### [Exercise objective]
Copy the passage below about Dickens and his family from "Last year, the" to "place to live.", replacing "military" with "army".

### [Study text]

---

Keaton was also upset that coroner’s officials did not immediately provide a cause of death though they knew it was from an enlarged heart and cardiovascular disease. She said that runs in her family and that her brother had heart problems growing up.

“If the media knew what he died from, the (Kerrigan) family knew, the attorneys knew, then we should have been told as soon as we asked,” Keaton said.

Dickens’ family thought for years he might have been in witness protection because they could not find any trace of him since he left them in 1987. His mother hired a private detective at one point but Dickens had lived in so many states it was difficult to know where to start to find him, she said.

“As the computer age came I was online looking for him, but he was completely off the grid,” Keaton said.

Last year, the family got word Dickens had been in Orange County Jail, but by the time they called he had been released, Keaton said.

Keaton regrets how they parted, though at the time it appeared they were on good terms.

Dickens had done a stint in the military and was looking for work, but couldn’t find a job, so one day when things just got too tight she told her brother he needed to find another place to live.

---

### [Recorded data]
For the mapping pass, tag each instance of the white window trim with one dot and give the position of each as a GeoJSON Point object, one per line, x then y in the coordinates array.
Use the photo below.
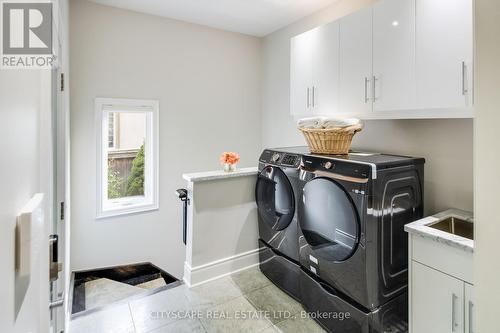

---

### [Problem solution]
Last year, the family got word Dickens had been in Orange County Jail, but by the time they called he had been released, Keaton said.

Keaton regrets how they parted, though at the time it appeared they were on good terms.

Dickens had done a stint in the army and was looking for work, but couldn’t find a job, so one day when things just got too tight she told her brother he needed to find another place to live.